§ DESCRIPCIÓN DEL EJERCICIO:
¿Puedes retomar el texto sobre la calidad del periodismo y continuarlo a partir de su última oración?

§ FRAGMENTO MOSTRADO:
..............................
Sobre estas cuestiones vinculadas a las condiciones de producción centra su atención el estudio The Quality and Independence of British Journalism (en Lewis et al., 2007), realizado por un grupo de profesores de la Universidad de Cardiff. Las conclusiones del informe muestran claramente cómo la degradación de las condiciones de trabajo –la producción de contenidos por periodista se ha triplicado en dos décadas– ha obligado a recurrir a gabinetes de prensa y agencias para cubrir el trabajo que recaía en manos de la redacción, hasta el punto de que «una significativa actividad periodística independiente es la excepción más que la regla» (2007: 11). Según el estudio, menos de uno de cada cinco artículos analizados (19%) se basa fundamentalmente en información propia (2007: 25), la mayor parte de los temas (87%) están respaldados con una sola fuente y en solo uno de cada cinco casos la voluntad de contextualizar o verificar la información se ha hecho de forma coherente y significativa (2007: 26).
C. Guyot señala que, si bien no existe una definición canónica, buena parte de los periodistas coincidirían a la hora de apuntar algunos de sus indicadores: «precisión, imparcialidad, profundidad, talento del staff» (2007: 67). La dificultad, sin embargo, crece cuando se ponen sobre la mesa otras variables: «¿Es lo mismo la calidad editorial para un medio de la India y uno de Suecia? ¿Lo mismo para un tabloide gratuito popular y un diario sábana metropolitano de referencia? ¿La concepción de la calidad ha variado en los últimos diez años a partir de la explosión de Internet?». Todo ello manifiesta hasta qué punto «cuando se habla de calidad editorial los distintos actores piensan en cuestiones, por lo menos, diversas» (2007: 67). En opinión de Sánchez-Tabernero, buena parte de la dificultad para definir este concepto reside en que «se basa en el equilibrio de factores subjetivos y objetivos, derivados de la percepción del público y los estándares profesionales» (2008: 37).
..............................
§ Registros de formas etiquetadas:
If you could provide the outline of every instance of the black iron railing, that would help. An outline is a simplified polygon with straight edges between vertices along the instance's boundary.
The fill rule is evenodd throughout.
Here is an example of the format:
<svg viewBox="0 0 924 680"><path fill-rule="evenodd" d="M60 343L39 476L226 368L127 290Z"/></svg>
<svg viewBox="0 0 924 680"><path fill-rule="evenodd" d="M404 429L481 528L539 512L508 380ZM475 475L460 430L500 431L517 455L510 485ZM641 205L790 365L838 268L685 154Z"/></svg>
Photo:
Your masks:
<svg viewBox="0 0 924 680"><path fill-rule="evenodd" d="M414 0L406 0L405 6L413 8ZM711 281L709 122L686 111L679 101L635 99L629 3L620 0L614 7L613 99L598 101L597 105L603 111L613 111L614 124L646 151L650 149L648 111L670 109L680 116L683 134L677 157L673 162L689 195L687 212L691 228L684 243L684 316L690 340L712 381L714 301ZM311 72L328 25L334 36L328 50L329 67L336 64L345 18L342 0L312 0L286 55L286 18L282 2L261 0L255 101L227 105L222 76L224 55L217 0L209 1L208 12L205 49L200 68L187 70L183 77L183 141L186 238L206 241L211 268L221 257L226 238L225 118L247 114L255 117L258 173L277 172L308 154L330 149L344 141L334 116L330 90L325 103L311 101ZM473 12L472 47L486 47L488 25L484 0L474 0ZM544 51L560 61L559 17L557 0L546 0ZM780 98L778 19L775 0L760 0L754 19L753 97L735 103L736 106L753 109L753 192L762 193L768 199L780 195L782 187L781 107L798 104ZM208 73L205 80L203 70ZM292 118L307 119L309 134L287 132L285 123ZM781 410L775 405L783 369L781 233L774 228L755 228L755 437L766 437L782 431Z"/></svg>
..............................
§ RESULTADO FINAL:
En La televisión de calidad. Contenidos y debates, E. Pujadas concluye que el concepto de «televisión de calidad» es «relacional», ya que «no se trata de una definición cerrada de conceptos o de condiciones previas sino que se trata de un concepto que evalúa la relación entre un conjunto de características de un objeto [...] y unos valores sociales y contextuales determinados» (2011: 228-229). Así, las aproximaciones a esta idea dependen, en buena medida, del ámbito de referencia de los discursos. Si la calidad se valora en términos de sistemas de televisión, los criterios varían respecto a cuando se tiene en cuenta la calidad de la programación, de las cadenas o de un determinado espacio televisivo. Mientras en los primeros pesan indicadores estructurales, el último nivel se acerca a un terreno más concreto, en el que, sin embargo, también es posible distinguir entre una evaluación externa (los objetivos atribuidos al medio que provienen de disciplinas como la política, la economía, la ética, la extática o la crítica televisiva) e interna, planteada en términos estéticos que incluyen referencias al contenido, los temas, el tipo de tratamiento o la forma del programa, entre otros (2011: 148).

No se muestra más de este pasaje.